## WORK TO DO
a) In the arla error thread, why does the final writer suspect that the 'Software caused connection abort' message may really be a volume package error? Answer in one to three sentences.
b) Could you write what comes next in the arla error thread, picking up after its last sentence?

Error 'Software caused connection abort' in arla 0.26 and 0.25

Sat Jul 24 18:50:49 CEST 1999

On 24 Jul 1999, Assar Westerlund wrote:

> Dr A V Le Blanc <LeBlanc at mcc.ac.uk> writes:
> > As you see, it takes about 10 seconds to work properly, and
> > the first four times it fails with this funny error message.
> > The message is not from anywhere in arla directly.  The error
> > number ECONNABORTED is defined in errno.h.  This is on Linux
> > 2.2.10 with arla 0.26, but also occured with 2.2.9 and 0.25.
> 
> As you saw yourself, there's nowhere in arla or xfs where ECONNABORTED
> should be returned.  And looking around int the Linux source it only
> seems to happen in inet_accept and ip_fw_ctl, neither of which should
> apply here.  It could however, be a VNOVOL error that doesn't get
> translated properly.  Can you turn on arla debugging (with `fs
> arladebug all') and then try accessing some file that gives you these
> errors?  That way we might be able to figure out where the error is
> occuring.

Any time an operation involving AFS returns what appears to be a system
error in the low 100's, my first thought is always that it might actually
be a volume package error (which presently range from 101 to 112).  These
errors are all listed in <afs/errors.h>.

## DATASET RECORDS

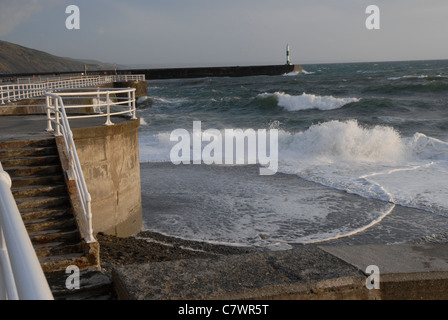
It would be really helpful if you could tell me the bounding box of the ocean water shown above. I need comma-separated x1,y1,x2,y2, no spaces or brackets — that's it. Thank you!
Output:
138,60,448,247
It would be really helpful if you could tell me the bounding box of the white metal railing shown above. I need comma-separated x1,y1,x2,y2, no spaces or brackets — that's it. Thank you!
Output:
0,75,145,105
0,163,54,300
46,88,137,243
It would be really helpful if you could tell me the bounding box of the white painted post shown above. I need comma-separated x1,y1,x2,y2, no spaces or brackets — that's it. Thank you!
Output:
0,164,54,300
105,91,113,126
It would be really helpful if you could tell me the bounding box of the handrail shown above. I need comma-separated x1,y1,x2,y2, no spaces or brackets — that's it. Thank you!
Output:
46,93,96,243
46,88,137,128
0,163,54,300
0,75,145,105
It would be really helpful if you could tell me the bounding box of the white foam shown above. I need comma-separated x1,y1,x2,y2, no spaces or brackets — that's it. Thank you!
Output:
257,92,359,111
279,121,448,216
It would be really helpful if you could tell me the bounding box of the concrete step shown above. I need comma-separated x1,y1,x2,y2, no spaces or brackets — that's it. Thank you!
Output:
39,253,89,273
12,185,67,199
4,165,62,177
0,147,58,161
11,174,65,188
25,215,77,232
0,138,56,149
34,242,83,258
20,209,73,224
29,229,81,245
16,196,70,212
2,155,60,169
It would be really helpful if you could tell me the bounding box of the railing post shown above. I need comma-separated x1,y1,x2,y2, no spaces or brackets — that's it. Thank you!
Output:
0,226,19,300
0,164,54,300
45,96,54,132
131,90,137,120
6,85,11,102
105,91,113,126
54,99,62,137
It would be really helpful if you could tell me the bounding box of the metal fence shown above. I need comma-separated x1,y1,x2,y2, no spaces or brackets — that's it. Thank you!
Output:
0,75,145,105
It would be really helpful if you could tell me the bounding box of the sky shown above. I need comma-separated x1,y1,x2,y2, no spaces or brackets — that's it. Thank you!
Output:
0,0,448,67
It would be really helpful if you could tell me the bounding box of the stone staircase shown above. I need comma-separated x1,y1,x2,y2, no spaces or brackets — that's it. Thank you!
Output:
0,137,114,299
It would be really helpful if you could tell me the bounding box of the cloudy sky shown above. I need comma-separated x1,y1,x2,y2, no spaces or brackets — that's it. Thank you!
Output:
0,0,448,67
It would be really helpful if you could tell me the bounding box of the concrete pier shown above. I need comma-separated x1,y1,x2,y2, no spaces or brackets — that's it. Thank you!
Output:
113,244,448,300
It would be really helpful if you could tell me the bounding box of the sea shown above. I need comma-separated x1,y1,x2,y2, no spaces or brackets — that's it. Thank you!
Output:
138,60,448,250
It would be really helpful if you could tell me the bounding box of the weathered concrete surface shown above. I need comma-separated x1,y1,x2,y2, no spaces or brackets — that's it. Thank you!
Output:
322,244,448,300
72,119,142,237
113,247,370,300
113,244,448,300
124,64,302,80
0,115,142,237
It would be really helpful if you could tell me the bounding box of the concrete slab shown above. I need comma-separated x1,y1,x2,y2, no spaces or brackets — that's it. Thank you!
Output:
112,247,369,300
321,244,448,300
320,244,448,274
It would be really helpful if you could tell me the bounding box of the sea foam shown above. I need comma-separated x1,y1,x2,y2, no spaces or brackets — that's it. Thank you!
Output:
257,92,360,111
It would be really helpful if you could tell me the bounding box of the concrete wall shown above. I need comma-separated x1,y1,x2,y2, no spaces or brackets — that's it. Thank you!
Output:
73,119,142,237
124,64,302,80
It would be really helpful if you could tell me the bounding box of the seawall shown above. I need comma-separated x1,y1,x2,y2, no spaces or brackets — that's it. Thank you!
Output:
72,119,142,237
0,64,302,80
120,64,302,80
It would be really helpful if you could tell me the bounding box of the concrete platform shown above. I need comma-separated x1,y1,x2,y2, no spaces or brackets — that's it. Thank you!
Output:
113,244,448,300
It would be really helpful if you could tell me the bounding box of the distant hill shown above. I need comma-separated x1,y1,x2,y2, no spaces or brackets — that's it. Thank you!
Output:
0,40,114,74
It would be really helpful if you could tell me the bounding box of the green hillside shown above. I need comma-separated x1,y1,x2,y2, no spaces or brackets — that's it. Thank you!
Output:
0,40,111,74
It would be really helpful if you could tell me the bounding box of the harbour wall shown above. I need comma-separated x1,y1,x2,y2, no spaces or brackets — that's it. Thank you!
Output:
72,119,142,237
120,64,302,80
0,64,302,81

## RESPONSES BY TASK
a) Whenever an AFS operation returns what looks like a system error in the low 100s, the writer's first thought is that it might be a volume package error. Those errors currently range from 101 to 112 and are listed in <afs/errors.h>.

b)
I agree, this could easily be VNOVOL, which makes quite a bit more sense
than ECONNABORTED.  Offhand, my guess would be that this indicates a case
where the VLDB says a volume is on a particular fileserver, but either
that server doesn't have a copy of that volume, or it is offline for some
reason.  The fact that you can access the file at all further suggests
that this is a replicated volume, and only some RO sites are affected.
I would suggest examining the volume in question to determine whether
there is some problem.

Of course, Arla should also be fixed - when a fileserver housing one copy
of a replicated volume returns VNOVOL, the client should attempt to find
another copy of the volume.  I'm pretty sure Arla does this already, but
it's an uncommon enough situation that it could be broken and no one would
notice for some time.

Indeed, in arlad/fcache.c:try_next_fs(), the handling of VMOVED and VNOVOL
changed between 0.22 and 0.25 (versions I happen to have on hand).
Previously, if a fileserver returned VMOVED or VNOVOL, arla would try the
next fileserver, if any.  Now, it gives up on the call immediately, but
then updates its volume cache and tries again.  The new behaviour is
correct for VMOVED, but IMNSHO try_next_fs() should still return TRUE for
VNOVOL, since we could be talking about an RO site which doesn't have an
online copy of the volume, and I believe the current code will retry such
a site forever.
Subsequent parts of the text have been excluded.